--- Given exercise A ---
Print the patch header below in full, exactly as it appears.

--- Source passage ---
From 81f3d6323dcda6a18b06c718600d6a4739e83263 Mon Sep 17 00:00:00 2001
From: Andy Polyakov <appro@openssl.org>
Date: Mon, 30 Nov 2015 23:07:38 +0100
Subject: [PATCH] modes/ocb128.c: split fixed block xors to aligned and
 misaligned.

Main goal was to improve performance on RISC platforms, e.g. 10%
was measured on MIPS, POWER8...

Reviewed-by: Matt Caswell <matt@openssl.org>
---
 crypto/modes/modes_lcl.h | 25 +++++++++--------
 crypto/modes/ocb128.c    | 58 ++++++++++------------------------------
 2 files changed, 26 insertions(+), 57 deletions(-)

--- Given exercise B ---
Find every line in the records that contains the word "railing" and copy each of those lines.

--- Data provided ---

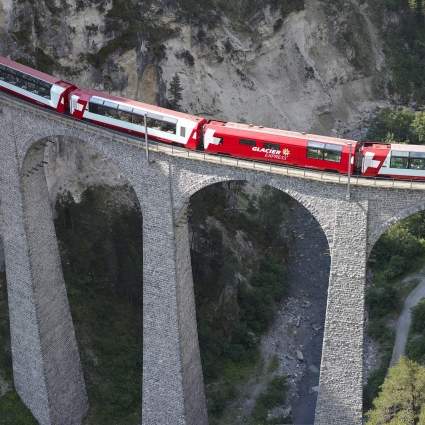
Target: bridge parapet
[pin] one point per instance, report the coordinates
(172, 378)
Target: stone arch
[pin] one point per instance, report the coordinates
(303, 201)
(36, 191)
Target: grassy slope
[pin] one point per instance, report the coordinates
(234, 312)
(101, 256)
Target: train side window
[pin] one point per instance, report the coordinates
(332, 152)
(273, 146)
(247, 142)
(111, 110)
(417, 160)
(95, 108)
(399, 159)
(124, 113)
(157, 123)
(315, 150)
(138, 119)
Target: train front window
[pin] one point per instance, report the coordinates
(332, 152)
(417, 160)
(399, 159)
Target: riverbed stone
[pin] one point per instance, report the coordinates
(48, 376)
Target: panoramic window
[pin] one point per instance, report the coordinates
(274, 146)
(326, 152)
(417, 160)
(25, 82)
(399, 159)
(332, 152)
(127, 114)
(247, 142)
(315, 150)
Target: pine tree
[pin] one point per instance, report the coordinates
(175, 93)
(402, 397)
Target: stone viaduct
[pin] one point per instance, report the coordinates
(46, 363)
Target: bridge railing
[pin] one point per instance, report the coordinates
(287, 170)
(175, 151)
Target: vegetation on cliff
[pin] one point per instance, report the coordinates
(404, 32)
(101, 250)
(402, 399)
(238, 262)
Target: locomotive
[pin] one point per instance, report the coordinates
(245, 141)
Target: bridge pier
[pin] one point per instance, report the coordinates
(341, 374)
(46, 364)
(173, 392)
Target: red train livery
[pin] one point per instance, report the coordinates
(225, 138)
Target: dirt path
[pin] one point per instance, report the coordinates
(405, 318)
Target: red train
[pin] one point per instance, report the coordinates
(224, 138)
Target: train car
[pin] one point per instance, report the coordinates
(34, 86)
(127, 115)
(279, 146)
(393, 160)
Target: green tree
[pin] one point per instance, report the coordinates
(392, 125)
(418, 127)
(175, 93)
(402, 397)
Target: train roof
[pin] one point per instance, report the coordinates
(137, 104)
(28, 70)
(407, 148)
(231, 126)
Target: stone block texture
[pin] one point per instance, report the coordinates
(46, 363)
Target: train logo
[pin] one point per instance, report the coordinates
(285, 153)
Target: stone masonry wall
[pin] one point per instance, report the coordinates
(172, 381)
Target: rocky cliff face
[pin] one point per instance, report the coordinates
(307, 65)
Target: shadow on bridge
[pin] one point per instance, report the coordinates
(96, 245)
(260, 266)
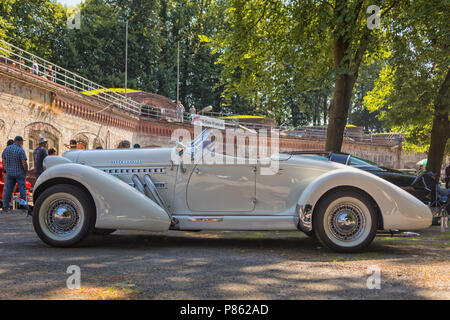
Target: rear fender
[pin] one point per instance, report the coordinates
(118, 205)
(399, 209)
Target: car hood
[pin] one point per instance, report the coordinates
(121, 157)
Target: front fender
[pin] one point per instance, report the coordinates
(118, 205)
(399, 209)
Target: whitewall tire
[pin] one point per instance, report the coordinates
(345, 221)
(63, 216)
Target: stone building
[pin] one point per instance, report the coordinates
(35, 107)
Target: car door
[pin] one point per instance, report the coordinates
(221, 188)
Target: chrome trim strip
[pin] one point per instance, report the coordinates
(133, 170)
(205, 219)
(304, 214)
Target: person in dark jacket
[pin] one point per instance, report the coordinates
(15, 162)
(39, 155)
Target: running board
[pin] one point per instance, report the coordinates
(242, 223)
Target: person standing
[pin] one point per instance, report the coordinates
(180, 110)
(35, 68)
(39, 155)
(447, 176)
(15, 161)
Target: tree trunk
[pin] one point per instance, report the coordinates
(339, 111)
(342, 96)
(440, 131)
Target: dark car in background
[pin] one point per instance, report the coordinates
(399, 178)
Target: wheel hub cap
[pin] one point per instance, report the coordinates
(346, 222)
(62, 217)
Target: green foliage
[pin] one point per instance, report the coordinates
(405, 93)
(33, 25)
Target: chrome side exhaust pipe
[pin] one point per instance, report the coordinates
(151, 188)
(396, 233)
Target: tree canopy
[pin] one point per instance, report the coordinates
(307, 62)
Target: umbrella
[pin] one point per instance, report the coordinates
(422, 162)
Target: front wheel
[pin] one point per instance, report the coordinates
(63, 216)
(345, 221)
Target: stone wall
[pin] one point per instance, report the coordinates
(30, 111)
(34, 107)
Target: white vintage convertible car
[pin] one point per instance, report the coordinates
(145, 189)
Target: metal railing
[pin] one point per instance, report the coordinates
(44, 69)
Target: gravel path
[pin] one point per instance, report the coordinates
(219, 265)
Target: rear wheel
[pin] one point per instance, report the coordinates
(63, 216)
(345, 221)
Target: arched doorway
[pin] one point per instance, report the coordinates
(82, 141)
(37, 130)
(98, 142)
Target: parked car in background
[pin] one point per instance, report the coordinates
(2, 185)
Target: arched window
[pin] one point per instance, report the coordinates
(37, 130)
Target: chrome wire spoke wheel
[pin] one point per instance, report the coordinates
(61, 216)
(346, 222)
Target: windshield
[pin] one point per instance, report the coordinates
(358, 162)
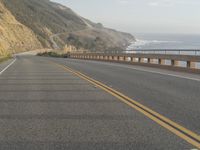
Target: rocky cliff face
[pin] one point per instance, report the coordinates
(43, 20)
(14, 36)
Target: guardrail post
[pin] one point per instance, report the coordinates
(174, 63)
(161, 61)
(191, 64)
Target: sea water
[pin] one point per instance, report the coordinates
(166, 42)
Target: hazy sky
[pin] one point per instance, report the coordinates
(141, 16)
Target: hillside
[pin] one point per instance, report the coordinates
(14, 36)
(50, 20)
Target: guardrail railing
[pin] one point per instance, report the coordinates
(177, 60)
(155, 51)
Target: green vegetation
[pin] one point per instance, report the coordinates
(46, 18)
(53, 54)
(4, 58)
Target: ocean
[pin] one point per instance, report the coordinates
(165, 41)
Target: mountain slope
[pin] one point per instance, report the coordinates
(46, 19)
(14, 36)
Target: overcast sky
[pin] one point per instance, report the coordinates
(141, 16)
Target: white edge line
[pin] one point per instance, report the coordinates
(155, 72)
(8, 66)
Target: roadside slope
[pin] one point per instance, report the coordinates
(46, 18)
(14, 36)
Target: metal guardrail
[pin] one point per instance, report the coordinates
(193, 52)
(177, 60)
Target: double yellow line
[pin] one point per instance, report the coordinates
(175, 128)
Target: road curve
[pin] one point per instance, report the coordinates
(43, 106)
(174, 95)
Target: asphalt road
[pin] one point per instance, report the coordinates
(44, 107)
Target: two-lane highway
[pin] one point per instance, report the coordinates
(44, 105)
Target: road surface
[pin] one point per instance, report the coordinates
(45, 106)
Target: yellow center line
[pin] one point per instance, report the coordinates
(175, 128)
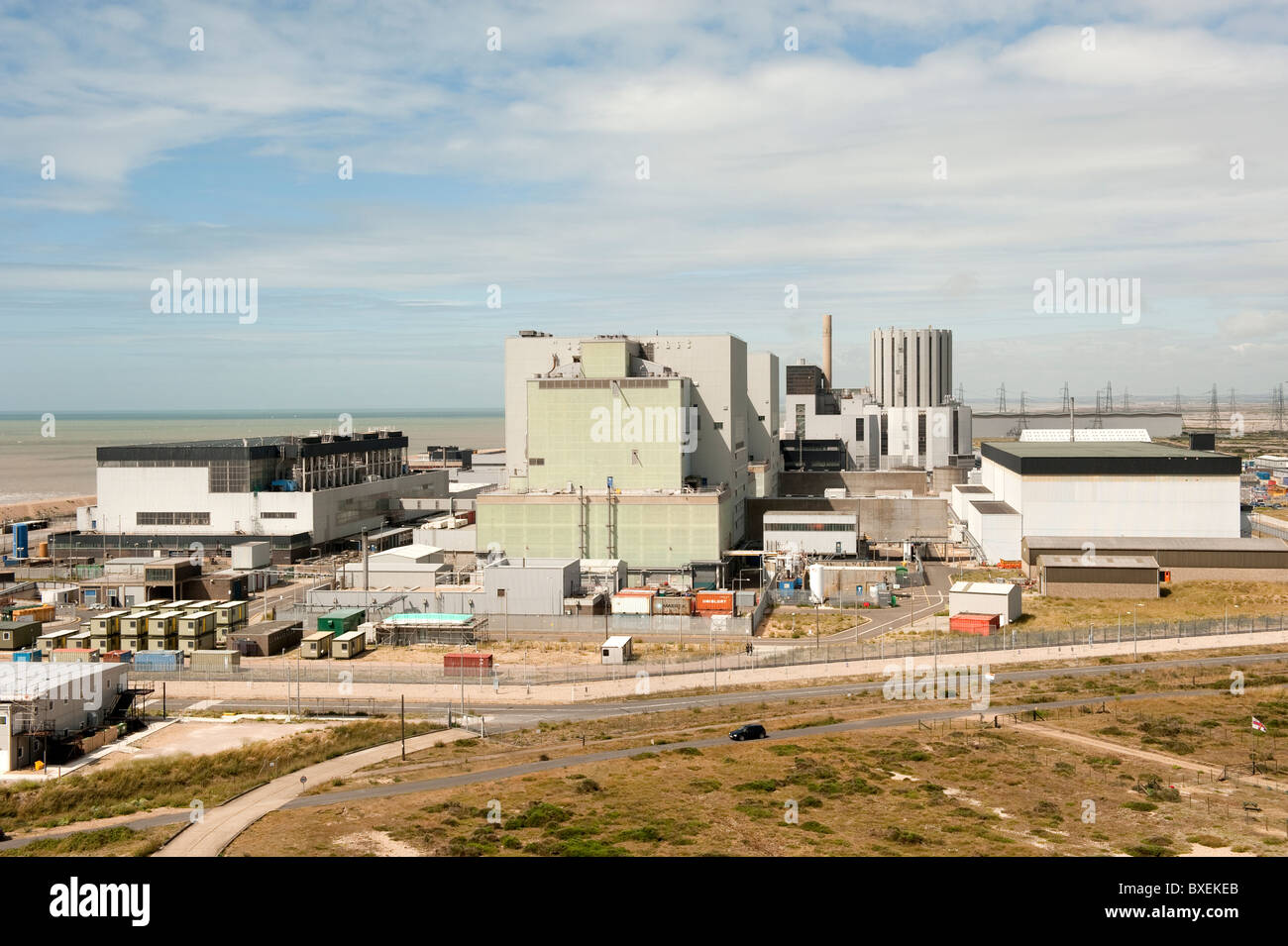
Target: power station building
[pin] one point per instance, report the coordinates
(636, 448)
(906, 420)
(1089, 489)
(295, 491)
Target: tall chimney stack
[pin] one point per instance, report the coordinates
(827, 349)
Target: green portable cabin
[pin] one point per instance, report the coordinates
(231, 613)
(342, 620)
(162, 631)
(316, 645)
(18, 635)
(348, 646)
(52, 641)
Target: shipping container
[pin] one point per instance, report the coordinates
(673, 604)
(464, 665)
(217, 661)
(342, 620)
(159, 661)
(713, 602)
(317, 645)
(75, 656)
(348, 646)
(970, 623)
(634, 601)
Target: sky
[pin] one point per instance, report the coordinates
(635, 167)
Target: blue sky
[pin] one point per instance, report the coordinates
(518, 167)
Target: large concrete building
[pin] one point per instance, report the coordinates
(911, 367)
(1108, 488)
(638, 448)
(906, 418)
(296, 491)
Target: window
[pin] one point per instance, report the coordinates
(171, 519)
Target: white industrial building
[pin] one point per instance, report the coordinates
(906, 418)
(295, 490)
(406, 567)
(986, 597)
(812, 533)
(43, 701)
(1113, 488)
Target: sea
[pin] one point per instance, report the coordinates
(52, 456)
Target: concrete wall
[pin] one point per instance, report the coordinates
(1158, 506)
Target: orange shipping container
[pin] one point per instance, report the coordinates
(713, 602)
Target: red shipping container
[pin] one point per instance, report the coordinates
(467, 663)
(713, 602)
(974, 623)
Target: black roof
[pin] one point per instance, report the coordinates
(1111, 457)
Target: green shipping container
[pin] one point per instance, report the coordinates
(342, 620)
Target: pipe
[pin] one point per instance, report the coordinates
(827, 349)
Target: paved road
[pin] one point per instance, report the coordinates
(515, 717)
(522, 716)
(489, 775)
(219, 825)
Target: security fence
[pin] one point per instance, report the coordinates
(818, 652)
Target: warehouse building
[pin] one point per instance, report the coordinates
(986, 597)
(814, 533)
(1113, 488)
(1099, 576)
(634, 448)
(46, 705)
(1180, 559)
(294, 491)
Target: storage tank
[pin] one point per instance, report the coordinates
(816, 591)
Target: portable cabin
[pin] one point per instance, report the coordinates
(52, 641)
(231, 613)
(317, 645)
(18, 635)
(348, 646)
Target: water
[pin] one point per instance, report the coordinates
(44, 468)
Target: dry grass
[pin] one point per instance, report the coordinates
(893, 791)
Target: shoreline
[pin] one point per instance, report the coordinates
(59, 507)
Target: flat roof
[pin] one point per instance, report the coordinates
(1131, 543)
(1108, 457)
(993, 507)
(983, 587)
(1100, 562)
(24, 681)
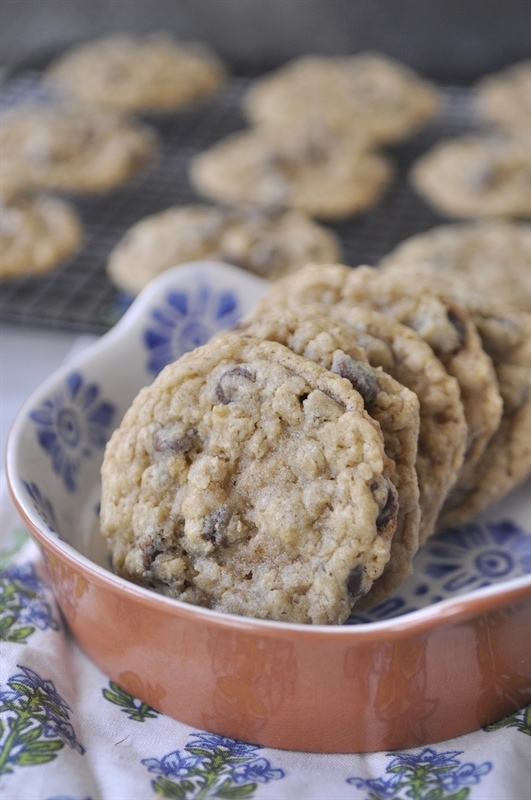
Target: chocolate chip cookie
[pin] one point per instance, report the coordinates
(250, 480)
(337, 179)
(505, 334)
(333, 345)
(369, 92)
(493, 257)
(268, 243)
(70, 149)
(475, 176)
(36, 234)
(445, 326)
(142, 73)
(503, 100)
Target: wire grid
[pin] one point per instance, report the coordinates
(78, 295)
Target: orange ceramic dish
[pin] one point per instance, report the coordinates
(448, 654)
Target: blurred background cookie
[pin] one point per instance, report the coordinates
(69, 148)
(36, 234)
(270, 244)
(475, 176)
(494, 256)
(503, 100)
(335, 180)
(138, 73)
(368, 92)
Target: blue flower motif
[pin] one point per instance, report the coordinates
(20, 601)
(24, 574)
(32, 700)
(379, 787)
(42, 505)
(455, 561)
(188, 319)
(259, 771)
(428, 757)
(426, 774)
(213, 766)
(172, 765)
(477, 555)
(211, 741)
(466, 775)
(71, 425)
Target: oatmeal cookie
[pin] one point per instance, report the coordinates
(267, 243)
(505, 334)
(70, 149)
(443, 430)
(370, 92)
(493, 257)
(447, 327)
(147, 73)
(340, 178)
(503, 100)
(250, 480)
(476, 176)
(393, 406)
(36, 234)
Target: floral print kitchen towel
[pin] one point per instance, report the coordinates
(68, 733)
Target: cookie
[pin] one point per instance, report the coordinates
(445, 326)
(368, 92)
(250, 480)
(36, 234)
(505, 334)
(474, 176)
(70, 149)
(493, 257)
(396, 409)
(335, 180)
(144, 73)
(266, 243)
(503, 100)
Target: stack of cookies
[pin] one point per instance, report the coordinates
(290, 469)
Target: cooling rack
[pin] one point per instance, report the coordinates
(78, 296)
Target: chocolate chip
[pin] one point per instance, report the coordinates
(355, 582)
(459, 325)
(359, 374)
(230, 382)
(388, 510)
(150, 550)
(169, 440)
(216, 525)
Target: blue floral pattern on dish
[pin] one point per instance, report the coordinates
(42, 505)
(187, 319)
(71, 425)
(456, 561)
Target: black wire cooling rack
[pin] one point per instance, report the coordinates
(78, 295)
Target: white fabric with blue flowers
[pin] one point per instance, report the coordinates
(68, 733)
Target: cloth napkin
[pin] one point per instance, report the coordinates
(69, 733)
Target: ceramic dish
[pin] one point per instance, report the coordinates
(448, 653)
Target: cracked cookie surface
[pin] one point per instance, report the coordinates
(250, 480)
(396, 408)
(445, 326)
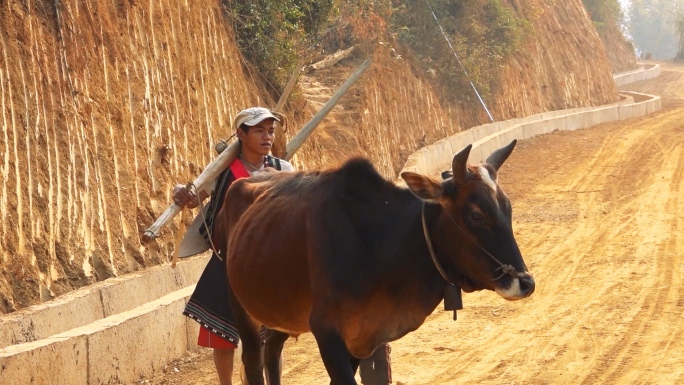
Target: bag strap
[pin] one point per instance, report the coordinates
(273, 162)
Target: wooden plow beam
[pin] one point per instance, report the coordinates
(226, 157)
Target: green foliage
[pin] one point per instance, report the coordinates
(483, 33)
(653, 26)
(270, 32)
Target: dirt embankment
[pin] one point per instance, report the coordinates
(598, 215)
(104, 106)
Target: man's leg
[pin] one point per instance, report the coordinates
(383, 369)
(223, 360)
(224, 352)
(366, 371)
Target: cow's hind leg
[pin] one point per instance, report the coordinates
(341, 365)
(273, 356)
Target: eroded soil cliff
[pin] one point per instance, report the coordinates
(104, 106)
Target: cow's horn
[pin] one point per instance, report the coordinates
(459, 166)
(499, 156)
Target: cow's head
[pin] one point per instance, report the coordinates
(473, 229)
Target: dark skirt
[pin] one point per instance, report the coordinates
(209, 304)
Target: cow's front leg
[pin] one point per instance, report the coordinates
(340, 365)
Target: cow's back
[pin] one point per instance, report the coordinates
(332, 231)
(267, 254)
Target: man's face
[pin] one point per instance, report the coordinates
(259, 138)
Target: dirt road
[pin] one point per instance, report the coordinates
(599, 216)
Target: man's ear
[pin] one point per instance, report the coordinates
(422, 186)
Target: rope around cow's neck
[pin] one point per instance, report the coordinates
(506, 269)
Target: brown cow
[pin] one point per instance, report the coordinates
(345, 254)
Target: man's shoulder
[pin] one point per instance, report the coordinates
(284, 165)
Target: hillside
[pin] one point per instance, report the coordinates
(106, 105)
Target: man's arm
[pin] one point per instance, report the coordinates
(184, 197)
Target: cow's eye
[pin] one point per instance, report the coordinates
(476, 217)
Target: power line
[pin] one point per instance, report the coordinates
(459, 62)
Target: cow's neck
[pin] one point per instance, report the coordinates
(423, 287)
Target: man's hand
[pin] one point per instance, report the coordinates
(184, 197)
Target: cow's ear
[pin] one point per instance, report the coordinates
(422, 186)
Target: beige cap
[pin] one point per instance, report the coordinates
(252, 116)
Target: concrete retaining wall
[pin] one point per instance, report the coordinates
(129, 327)
(489, 137)
(116, 331)
(645, 72)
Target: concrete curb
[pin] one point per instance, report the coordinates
(129, 327)
(488, 137)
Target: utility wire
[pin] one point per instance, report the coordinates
(459, 62)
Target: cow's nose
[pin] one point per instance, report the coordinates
(526, 284)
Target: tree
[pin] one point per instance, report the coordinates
(653, 26)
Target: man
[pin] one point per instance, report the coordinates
(376, 369)
(209, 303)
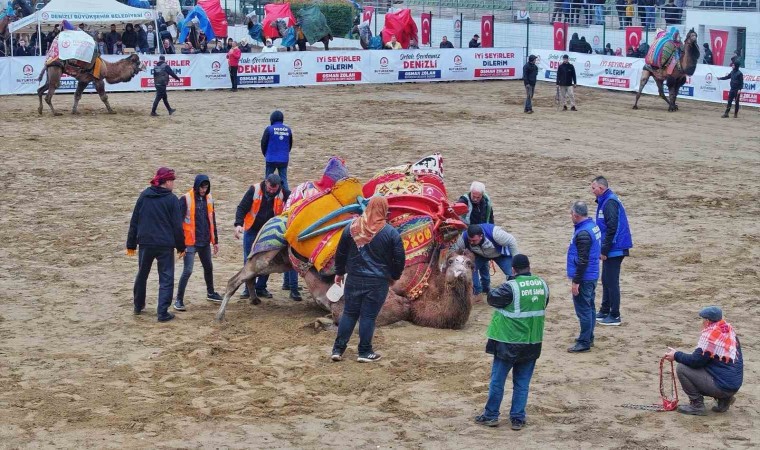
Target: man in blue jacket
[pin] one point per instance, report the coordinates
(276, 144)
(583, 271)
(612, 221)
(156, 226)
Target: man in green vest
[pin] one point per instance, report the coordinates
(514, 340)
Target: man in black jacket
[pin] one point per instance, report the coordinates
(530, 74)
(566, 81)
(737, 83)
(371, 253)
(156, 226)
(161, 74)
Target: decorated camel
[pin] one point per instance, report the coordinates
(86, 69)
(669, 62)
(435, 289)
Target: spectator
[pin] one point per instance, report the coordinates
(708, 54)
(110, 39)
(129, 36)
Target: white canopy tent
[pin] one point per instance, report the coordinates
(93, 13)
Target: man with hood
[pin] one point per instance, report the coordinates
(156, 226)
(201, 237)
(276, 144)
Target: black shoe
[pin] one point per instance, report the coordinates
(263, 294)
(486, 422)
(169, 316)
(578, 348)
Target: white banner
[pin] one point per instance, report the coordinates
(210, 71)
(620, 73)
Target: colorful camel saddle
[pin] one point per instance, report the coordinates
(665, 52)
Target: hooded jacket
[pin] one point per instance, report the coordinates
(156, 220)
(202, 226)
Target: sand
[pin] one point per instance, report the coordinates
(77, 369)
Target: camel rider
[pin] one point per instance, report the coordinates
(514, 339)
(201, 237)
(489, 243)
(276, 144)
(161, 74)
(479, 209)
(260, 203)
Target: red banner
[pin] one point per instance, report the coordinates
(633, 37)
(560, 36)
(367, 14)
(427, 20)
(718, 41)
(486, 30)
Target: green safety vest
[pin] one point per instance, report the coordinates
(522, 321)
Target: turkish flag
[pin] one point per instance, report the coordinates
(427, 20)
(486, 31)
(718, 41)
(560, 36)
(633, 37)
(367, 14)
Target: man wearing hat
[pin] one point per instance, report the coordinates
(161, 74)
(514, 339)
(260, 203)
(156, 226)
(566, 81)
(714, 369)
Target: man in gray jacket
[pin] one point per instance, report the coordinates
(489, 243)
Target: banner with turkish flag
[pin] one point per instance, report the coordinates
(427, 20)
(718, 41)
(633, 37)
(486, 31)
(560, 36)
(367, 14)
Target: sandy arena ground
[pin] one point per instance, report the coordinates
(77, 369)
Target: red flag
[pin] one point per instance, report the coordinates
(633, 37)
(427, 20)
(560, 36)
(718, 39)
(486, 29)
(367, 14)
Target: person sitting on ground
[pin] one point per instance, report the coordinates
(714, 369)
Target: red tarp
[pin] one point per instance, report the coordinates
(402, 25)
(273, 12)
(216, 16)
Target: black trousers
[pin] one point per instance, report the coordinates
(165, 258)
(160, 95)
(233, 76)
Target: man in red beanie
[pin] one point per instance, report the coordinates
(156, 226)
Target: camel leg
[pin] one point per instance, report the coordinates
(81, 85)
(100, 87)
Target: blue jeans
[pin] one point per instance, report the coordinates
(282, 170)
(363, 297)
(521, 375)
(482, 283)
(248, 238)
(586, 312)
(611, 286)
(165, 258)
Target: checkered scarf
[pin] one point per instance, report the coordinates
(718, 340)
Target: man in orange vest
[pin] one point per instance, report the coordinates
(259, 204)
(199, 227)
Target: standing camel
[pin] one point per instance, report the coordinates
(677, 78)
(115, 72)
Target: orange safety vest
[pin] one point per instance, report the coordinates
(258, 194)
(188, 225)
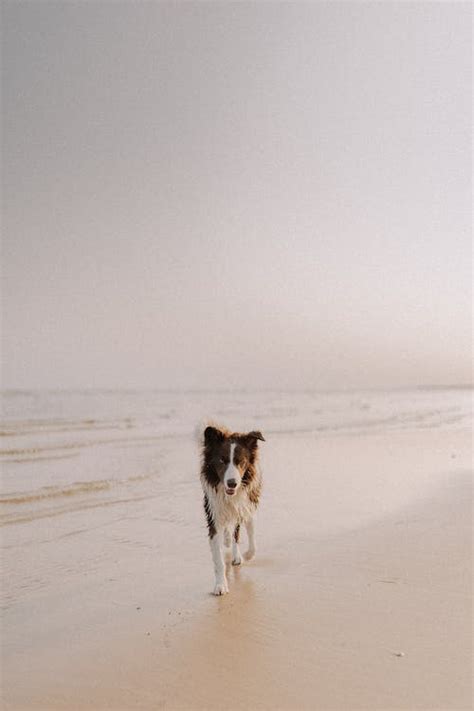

--- Final answer A ---
From 81f3d6323dcda6a18b06c718600d6a4739e83263 Mon Sep 17 00:00:00 2001
From: Andy Polyakov <appro@openssl.org>
Date: Mon, 30 Nov 2015 23:07:38 +0100
Subject: [PATCH] modes/ocb128.c: split fixed block xors to aligned and
 misaligned.

Main goal was to improve performance on RISC platforms, e.g. 10%
was measured on MIPS, POWER8...

Reviewed-by: Matt Caswell <matt@openssl.org>
---
 crypto/modes/modes_lcl.h | 25 +++++++++--------
 crypto/modes/ocb128.c    | 58 ++++++++++------------------------------
 2 files changed, 26 insertions(+), 57 deletions(-)

--- Final answer B ---
Target: bridge railing
Target: metal railing
Target: guardrail railing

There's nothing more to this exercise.